» REQUIRED ACTION
Write the records out once more, so that nothing differs from the original.

(Stored data entries)
----------

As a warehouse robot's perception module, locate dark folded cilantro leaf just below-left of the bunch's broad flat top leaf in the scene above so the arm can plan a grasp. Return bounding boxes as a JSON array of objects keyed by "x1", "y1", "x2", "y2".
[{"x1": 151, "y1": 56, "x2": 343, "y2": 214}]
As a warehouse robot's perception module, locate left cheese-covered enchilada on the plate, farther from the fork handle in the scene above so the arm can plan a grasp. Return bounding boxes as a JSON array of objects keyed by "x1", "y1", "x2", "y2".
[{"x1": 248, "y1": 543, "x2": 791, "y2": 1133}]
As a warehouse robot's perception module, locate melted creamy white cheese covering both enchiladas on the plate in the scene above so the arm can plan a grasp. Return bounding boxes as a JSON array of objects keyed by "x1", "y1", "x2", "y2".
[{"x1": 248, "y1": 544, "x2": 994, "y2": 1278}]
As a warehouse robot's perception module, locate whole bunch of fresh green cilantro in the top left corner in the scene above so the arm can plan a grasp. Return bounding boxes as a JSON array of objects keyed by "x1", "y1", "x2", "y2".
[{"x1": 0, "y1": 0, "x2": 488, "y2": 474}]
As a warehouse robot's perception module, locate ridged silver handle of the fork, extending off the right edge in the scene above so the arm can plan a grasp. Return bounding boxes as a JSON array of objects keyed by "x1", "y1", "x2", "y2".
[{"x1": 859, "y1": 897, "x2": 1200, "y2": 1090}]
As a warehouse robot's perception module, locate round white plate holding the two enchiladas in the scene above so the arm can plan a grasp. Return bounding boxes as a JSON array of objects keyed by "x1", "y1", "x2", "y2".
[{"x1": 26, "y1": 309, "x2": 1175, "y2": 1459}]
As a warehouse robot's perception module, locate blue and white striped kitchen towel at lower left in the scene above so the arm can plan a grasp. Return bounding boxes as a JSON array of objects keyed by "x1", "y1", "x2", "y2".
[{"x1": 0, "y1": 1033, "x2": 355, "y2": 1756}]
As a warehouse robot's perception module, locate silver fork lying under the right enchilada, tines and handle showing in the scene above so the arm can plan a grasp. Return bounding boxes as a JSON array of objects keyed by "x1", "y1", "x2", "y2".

----------

» TASK OUTPUT
As a warehouse robot's perception module, locate dark folded cilantro leaf just below-left of the bunch's broad flat top leaf in the scene above so the arm can plan a grasp. Return bounding boxes as a JSON array of objects keyed by "x1", "y1", "x2", "y2".
[{"x1": 151, "y1": 56, "x2": 343, "y2": 214}]
As a warehouse robot's perception module, locate left cheese-covered enchilada on the plate, farther from the fork handle in the scene above so the arm can plan a grasp. Return bounding boxes as a JSON array of objects keyed by "x1", "y1", "x2", "y2".
[{"x1": 248, "y1": 543, "x2": 791, "y2": 1133}]
As a warehouse robot's perception module, locate melted creamy white cheese covering both enchiladas on the plate in the scene above so the arm can plan a grasp. Return bounding boxes as a JSON array of objects keyed by "x1", "y1", "x2", "y2".
[{"x1": 248, "y1": 544, "x2": 994, "y2": 1278}]
As a warehouse robot's perception module, locate whole bunch of fresh green cilantro in the top left corner in the scene above so the arm can plan a grasp. Return bounding boxes as a JSON array of objects keyed by "x1", "y1", "x2", "y2".
[{"x1": 0, "y1": 0, "x2": 488, "y2": 474}]
As a warehouse robot's perception module, locate ridged silver handle of the fork, extending off the right edge in the scene above so the arm can plan a grasp. Return bounding boxes as a JSON array of objects keyed by "x1", "y1", "x2", "y2".
[{"x1": 859, "y1": 897, "x2": 1200, "y2": 1090}]
As a warehouse robot's perception module, locate round white plate holding the two enchiladas in the scene above so the arm can plan a grasp. Return bounding boxes as a JSON array of objects keyed by "x1", "y1", "x2", "y2".
[{"x1": 26, "y1": 309, "x2": 1175, "y2": 1459}]
As a warehouse robot's perception module, locate blue and white striped kitchen towel at lower left in the scene above so the arm can plan a grasp. Return bounding boxes as a JSON array of objects keyed by "x1", "y1", "x2", "y2".
[{"x1": 0, "y1": 1033, "x2": 355, "y2": 1756}]
As a warehouse robot's perception module, locate silver fork lying under the right enchilada, tines and handle showing in the scene above so the arm can plan a grasp. Return bounding boxes as a JSON array of objects keyed by "x1", "y1", "x2", "y2".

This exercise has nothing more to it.